Find the line with "[point] every instance of the small". Transcribe it and each later line of the data exactly, up to and including the last.

*** Exercise material Section Begins ***

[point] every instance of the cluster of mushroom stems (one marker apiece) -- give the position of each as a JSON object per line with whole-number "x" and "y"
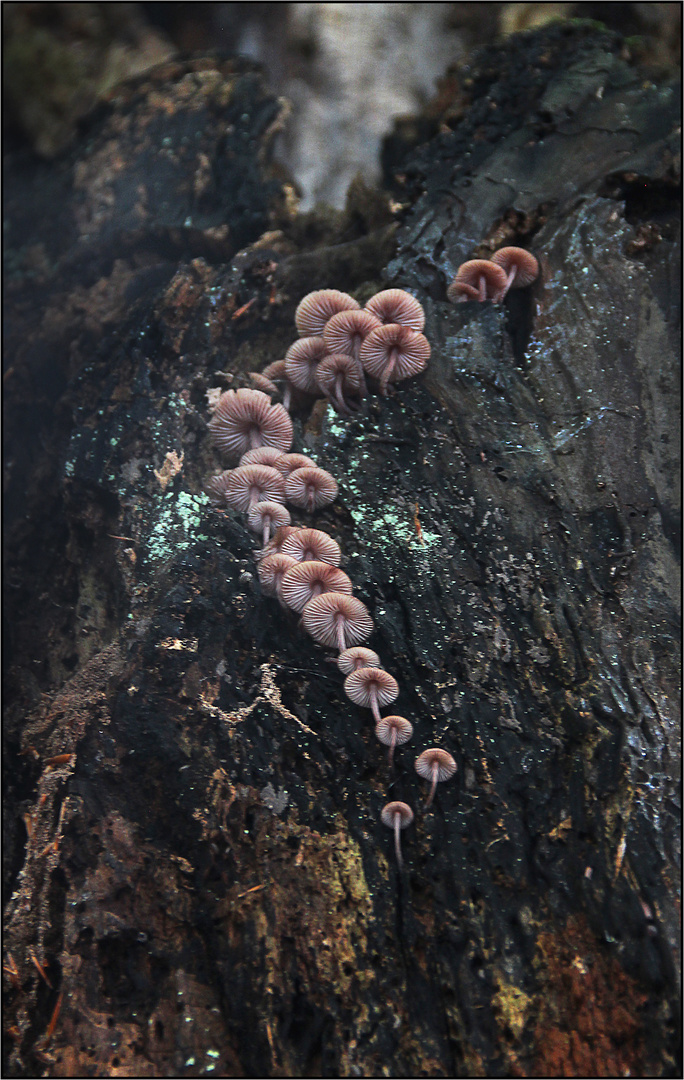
{"x": 342, "y": 347}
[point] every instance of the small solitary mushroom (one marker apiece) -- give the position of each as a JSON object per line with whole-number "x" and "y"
{"x": 372, "y": 687}
{"x": 520, "y": 267}
{"x": 306, "y": 580}
{"x": 393, "y": 731}
{"x": 397, "y": 815}
{"x": 244, "y": 419}
{"x": 264, "y": 516}
{"x": 310, "y": 488}
{"x": 318, "y": 307}
{"x": 396, "y": 306}
{"x": 434, "y": 765}
{"x": 337, "y": 620}
{"x": 359, "y": 657}
{"x": 477, "y": 280}
{"x": 305, "y": 545}
{"x": 392, "y": 353}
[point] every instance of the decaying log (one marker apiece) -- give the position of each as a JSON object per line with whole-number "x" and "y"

*** Exercise material Section Ends ***

Answer to this task →
[point] every instance of the small solitary mushroom (one marker apiece) -- give the position of each as a JSON object per line with whole-number "x" and "y"
{"x": 372, "y": 687}
{"x": 520, "y": 267}
{"x": 306, "y": 580}
{"x": 393, "y": 731}
{"x": 397, "y": 815}
{"x": 244, "y": 419}
{"x": 264, "y": 516}
{"x": 310, "y": 488}
{"x": 318, "y": 307}
{"x": 396, "y": 306}
{"x": 434, "y": 765}
{"x": 337, "y": 620}
{"x": 359, "y": 657}
{"x": 477, "y": 280}
{"x": 305, "y": 545}
{"x": 392, "y": 353}
[point] every instance of the decaying log (one marker apiece) -- give the position of each as a JSON object per line with whole-number "x" and "y"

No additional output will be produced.